What the task requires. Give every line of the items below as a JSON list of strings, one string per line, leaving out blank lines.

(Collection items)
..............................
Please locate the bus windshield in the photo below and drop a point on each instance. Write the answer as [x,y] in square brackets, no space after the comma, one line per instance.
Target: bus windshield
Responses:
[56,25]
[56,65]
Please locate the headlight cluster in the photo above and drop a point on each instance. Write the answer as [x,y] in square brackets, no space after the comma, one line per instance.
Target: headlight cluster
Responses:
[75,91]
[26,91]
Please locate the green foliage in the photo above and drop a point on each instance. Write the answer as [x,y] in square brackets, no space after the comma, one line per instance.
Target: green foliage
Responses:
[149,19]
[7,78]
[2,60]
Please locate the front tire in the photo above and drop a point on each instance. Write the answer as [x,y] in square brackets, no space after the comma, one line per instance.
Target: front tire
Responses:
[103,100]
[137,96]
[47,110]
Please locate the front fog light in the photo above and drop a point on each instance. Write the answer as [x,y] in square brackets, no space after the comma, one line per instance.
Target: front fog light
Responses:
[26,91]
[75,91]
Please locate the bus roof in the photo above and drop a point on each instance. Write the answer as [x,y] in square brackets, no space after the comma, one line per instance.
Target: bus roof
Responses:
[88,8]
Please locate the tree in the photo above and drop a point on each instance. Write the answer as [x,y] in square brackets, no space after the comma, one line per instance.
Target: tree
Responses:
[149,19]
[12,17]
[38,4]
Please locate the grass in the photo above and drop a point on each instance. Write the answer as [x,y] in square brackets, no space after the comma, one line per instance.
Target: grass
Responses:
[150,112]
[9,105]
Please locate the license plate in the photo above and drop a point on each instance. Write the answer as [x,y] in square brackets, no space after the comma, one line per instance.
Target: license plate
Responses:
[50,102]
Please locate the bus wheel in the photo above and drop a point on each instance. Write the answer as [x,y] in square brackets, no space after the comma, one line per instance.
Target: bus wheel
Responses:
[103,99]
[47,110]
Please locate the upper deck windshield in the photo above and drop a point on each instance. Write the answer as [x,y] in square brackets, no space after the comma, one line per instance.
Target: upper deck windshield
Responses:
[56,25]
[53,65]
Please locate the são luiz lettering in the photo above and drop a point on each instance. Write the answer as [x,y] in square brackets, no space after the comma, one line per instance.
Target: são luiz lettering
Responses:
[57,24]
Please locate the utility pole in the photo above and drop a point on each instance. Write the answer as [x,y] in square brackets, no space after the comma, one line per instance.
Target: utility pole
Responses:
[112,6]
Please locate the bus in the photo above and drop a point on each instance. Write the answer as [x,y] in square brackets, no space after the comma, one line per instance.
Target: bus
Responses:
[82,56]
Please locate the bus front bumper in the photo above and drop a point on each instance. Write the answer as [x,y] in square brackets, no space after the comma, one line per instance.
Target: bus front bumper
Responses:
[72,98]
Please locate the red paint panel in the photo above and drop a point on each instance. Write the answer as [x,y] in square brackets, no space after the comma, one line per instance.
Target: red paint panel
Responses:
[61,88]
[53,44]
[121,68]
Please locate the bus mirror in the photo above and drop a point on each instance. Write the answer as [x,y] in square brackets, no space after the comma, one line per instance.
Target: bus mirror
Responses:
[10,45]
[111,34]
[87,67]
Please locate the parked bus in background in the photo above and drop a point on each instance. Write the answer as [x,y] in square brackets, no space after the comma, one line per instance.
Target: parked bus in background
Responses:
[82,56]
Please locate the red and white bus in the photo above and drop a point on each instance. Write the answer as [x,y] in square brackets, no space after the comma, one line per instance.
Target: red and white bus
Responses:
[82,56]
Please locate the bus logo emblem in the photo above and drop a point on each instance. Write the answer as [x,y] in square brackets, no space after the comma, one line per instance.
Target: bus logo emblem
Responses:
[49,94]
..............................
Written answer.
[
  "Please locate the bus windshield in the photo below and drop a point on each instance. Write the answer as [x,y] in square brackets, no space after the comma, one line per instance.",
  "Target: bus windshield",
  "Responses:",
  "[56,25]",
  "[56,65]",
  "Please locate the headlight cluster in the photo above and drop a point on each instance. Write the answer as [x,y] in square brackets, no space after the comma, one line per instance.",
  "Target: headlight cluster",
  "Responses:",
  "[75,91]",
  "[26,91]",
  "Please locate the green foliage in the photo above and drop a point on each instance. Write the answer as [x,y] in square brackets, no space after the comma, one line per instance.",
  "Target: green foliage",
  "Responses:",
  "[149,19]",
  "[7,78]",
  "[2,60]",
  "Please locate the front tire in the photo above and drop a point on each instance. Write the answer as [x,y] in square brackets, no space after the comma, one line per instance.",
  "Target: front tire",
  "Responses:",
  "[103,100]",
  "[137,96]",
  "[47,110]",
  "Please locate the front fog light in the photo above and drop a point on each instance. Write the answer as [x,y] in square brackets, no space after the comma, one line per instance.",
  "Target: front fog light",
  "Responses:",
  "[26,91]",
  "[75,91]",
  "Please locate the bus roof in the photo above and drop a point on each instance. Write the answer as [x,y] in square brackets, no space after the comma, one line per instance.",
  "Target: bus roof",
  "Responses:",
  "[88,8]",
  "Please locate the tree in the photo above and drop a point on each instance. Write the answer as [x,y] in square brackets, no space after the comma, one line per instance.",
  "Target: tree",
  "Responses:",
  "[149,19]",
  "[12,17]",
  "[38,4]",
  "Please locate the grass in the photo above and drop a point on each instance. Write the answer as [x,y] in square brackets, no space after the comma, one line per instance.",
  "Target: grass",
  "Responses:",
  "[150,112]",
  "[9,105]",
  "Please locate the license plate in the photo above and drop a point on each instance. Write the answer as [x,y] in square brackets, no space after the comma, one line per instance.",
  "Target: license plate",
  "Responses:",
  "[50,102]",
  "Please locate the bus wheel in the photo above and drop a point on each instance. Write the answer as [x,y] in square brackets, no space after the comma, one line per instance.",
  "Target: bus wheel",
  "Responses:",
  "[103,99]",
  "[47,110]",
  "Please locate the upper deck windshield in the photo above and drop a point on each instance. Write the answer as [x,y] in square brackets, no space after the comma, one line per instance.",
  "Target: upper deck windshield",
  "Responses:",
  "[56,25]",
  "[53,65]",
  "Please locate the são luiz lettering in the photo above and drop a point on each instance. Write the answer as [x,y] in square brackets, no space after the comma, one line per instance.",
  "Target: são luiz lettering",
  "Responses:",
  "[57,24]",
  "Please locate the utility pole in the photo above and drop a point on each instance. Write the answer as [x,y] in square brackets, no space after the comma, one line per instance.",
  "Target: utility pole",
  "Responses:",
  "[112,6]",
  "Please locate the bus in the photo above and drop a point on each instance. Write the answer as [x,y] in square brackets, no space after the comma, one line per instance.",
  "Target: bus",
  "Responses:",
  "[82,56]",
  "Please locate the bus front bumper in the photo above and drop a point on each instance. Write the answer as [x,y] in square brackets, no space after the comma, one line per instance.",
  "Target: bus front bumper",
  "Responses:",
  "[72,98]",
  "Please locate the red paint panel in the photo above and drop a point on each instance. Write the answer as [x,y] in square brackets, no space after the comma, one line per instance.",
  "Target: red paint panel",
  "Responses:",
  "[61,88]",
  "[53,44]",
  "[121,68]",
  "Please locate the bus mirror in the photo above and drop a point on each instance. Write the answer as [x,y] in square brackets, no space after the comma, one line per instance.",
  "Target: bus mirror",
  "Responses:",
  "[10,45]",
  "[111,34]",
  "[87,67]",
  "Please locate the parked bus in background in the photo above and drop a point on each instance. Write the answer as [x,y] in square brackets, no space after the comma, one line per instance.",
  "Target: parked bus in background",
  "Responses:",
  "[82,56]",
  "Please locate the red and white bus in the photo above and drop a point on each instance. Write the answer as [x,y] in square brackets, no space after the comma, one line per instance.",
  "Target: red and white bus",
  "Responses:",
  "[82,56]",
  "Please locate the bus logo emblem in the photo above and drop a point on each instance. Write the answer as [x,y] in square brackets, no space after the comma, one line per instance.",
  "Target: bus logo emblem",
  "Responses:",
  "[49,94]"
]